Please pick out every line in the entries below that contains the word "hillside", matching case exactly, and copy each one.

The data:
+++
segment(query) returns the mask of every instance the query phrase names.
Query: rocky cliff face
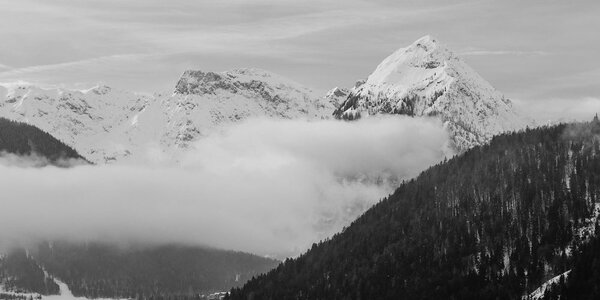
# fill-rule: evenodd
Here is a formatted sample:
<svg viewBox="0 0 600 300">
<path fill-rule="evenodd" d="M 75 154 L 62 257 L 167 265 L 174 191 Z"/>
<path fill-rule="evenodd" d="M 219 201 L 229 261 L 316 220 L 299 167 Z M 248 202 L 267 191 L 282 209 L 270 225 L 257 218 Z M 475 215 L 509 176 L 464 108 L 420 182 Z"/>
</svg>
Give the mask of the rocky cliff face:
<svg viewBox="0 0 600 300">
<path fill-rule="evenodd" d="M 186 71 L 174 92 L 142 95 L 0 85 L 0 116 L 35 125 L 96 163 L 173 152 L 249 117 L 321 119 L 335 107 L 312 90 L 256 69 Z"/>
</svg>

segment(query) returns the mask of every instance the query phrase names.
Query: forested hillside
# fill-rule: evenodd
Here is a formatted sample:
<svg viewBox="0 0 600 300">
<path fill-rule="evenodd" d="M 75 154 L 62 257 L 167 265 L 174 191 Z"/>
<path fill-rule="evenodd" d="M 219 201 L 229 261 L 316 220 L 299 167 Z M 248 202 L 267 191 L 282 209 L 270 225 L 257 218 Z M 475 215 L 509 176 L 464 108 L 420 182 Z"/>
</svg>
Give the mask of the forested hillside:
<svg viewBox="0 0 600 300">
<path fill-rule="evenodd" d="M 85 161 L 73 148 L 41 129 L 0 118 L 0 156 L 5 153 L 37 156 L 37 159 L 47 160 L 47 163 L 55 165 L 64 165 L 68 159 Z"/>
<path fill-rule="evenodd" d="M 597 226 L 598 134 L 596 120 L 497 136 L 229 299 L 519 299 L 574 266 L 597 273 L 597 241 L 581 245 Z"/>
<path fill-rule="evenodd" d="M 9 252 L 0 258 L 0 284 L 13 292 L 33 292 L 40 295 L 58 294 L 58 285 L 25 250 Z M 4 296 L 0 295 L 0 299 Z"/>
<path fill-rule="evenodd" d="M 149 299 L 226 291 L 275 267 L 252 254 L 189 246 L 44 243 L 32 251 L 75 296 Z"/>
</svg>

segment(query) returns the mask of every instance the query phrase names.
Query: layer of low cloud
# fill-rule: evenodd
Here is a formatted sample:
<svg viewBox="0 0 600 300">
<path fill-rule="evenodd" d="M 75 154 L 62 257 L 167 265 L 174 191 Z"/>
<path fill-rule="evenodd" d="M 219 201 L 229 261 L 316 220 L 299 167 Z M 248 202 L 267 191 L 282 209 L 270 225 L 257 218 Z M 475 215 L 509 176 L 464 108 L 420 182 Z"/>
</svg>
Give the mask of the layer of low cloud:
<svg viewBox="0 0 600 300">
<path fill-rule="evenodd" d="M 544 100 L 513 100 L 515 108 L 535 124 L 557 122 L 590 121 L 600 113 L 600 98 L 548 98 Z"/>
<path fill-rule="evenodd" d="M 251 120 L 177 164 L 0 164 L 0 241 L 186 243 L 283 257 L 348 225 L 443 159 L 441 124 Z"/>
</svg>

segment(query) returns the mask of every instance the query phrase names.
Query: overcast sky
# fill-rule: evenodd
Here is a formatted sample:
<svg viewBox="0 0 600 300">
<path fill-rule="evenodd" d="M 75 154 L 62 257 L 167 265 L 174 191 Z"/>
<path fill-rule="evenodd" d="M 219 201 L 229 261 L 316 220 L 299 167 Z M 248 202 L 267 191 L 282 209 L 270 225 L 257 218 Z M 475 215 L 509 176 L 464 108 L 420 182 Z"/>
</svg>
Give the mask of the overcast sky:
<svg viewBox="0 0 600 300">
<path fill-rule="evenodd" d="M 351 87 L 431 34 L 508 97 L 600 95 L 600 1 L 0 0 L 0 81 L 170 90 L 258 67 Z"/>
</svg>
+++
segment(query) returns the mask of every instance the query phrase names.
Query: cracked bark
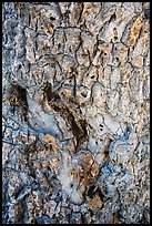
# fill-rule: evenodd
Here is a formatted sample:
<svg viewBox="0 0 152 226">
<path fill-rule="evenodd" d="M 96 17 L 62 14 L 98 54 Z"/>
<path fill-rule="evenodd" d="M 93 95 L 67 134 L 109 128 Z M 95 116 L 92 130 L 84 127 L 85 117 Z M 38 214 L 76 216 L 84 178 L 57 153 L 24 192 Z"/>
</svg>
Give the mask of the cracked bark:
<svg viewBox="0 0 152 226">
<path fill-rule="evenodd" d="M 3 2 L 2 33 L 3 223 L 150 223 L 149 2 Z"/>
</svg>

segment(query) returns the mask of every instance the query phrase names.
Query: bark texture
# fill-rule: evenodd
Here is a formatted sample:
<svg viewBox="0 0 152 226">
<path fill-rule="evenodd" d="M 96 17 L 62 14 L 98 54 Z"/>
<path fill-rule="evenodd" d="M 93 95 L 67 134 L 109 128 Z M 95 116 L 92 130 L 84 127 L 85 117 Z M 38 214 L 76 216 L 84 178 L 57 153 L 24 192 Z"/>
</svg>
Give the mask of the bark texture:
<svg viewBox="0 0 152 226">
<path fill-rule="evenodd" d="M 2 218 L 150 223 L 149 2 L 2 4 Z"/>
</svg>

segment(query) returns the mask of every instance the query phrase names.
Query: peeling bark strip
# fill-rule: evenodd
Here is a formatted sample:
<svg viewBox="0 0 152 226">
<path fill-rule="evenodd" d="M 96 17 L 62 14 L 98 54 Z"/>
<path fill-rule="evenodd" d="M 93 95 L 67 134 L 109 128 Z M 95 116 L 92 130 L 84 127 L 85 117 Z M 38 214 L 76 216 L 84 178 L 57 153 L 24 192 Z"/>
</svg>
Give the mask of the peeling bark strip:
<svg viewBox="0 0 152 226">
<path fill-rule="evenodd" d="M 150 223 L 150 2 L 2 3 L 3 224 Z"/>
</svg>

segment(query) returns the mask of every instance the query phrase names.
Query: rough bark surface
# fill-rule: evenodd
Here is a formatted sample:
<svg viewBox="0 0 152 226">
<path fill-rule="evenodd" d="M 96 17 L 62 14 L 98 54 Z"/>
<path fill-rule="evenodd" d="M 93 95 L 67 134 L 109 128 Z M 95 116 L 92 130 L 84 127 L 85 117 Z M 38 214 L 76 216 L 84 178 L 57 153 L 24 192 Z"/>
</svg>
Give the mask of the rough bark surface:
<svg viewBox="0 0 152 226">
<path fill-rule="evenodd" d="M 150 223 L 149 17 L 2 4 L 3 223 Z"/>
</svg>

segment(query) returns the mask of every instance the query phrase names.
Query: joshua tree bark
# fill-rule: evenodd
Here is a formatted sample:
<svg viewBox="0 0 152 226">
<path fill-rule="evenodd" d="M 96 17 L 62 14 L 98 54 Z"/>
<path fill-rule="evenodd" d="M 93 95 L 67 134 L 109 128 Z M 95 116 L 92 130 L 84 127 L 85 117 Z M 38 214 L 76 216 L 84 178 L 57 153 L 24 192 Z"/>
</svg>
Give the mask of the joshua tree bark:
+++
Output for this exercise:
Query: forested hillside
Give the mask of the forested hillside:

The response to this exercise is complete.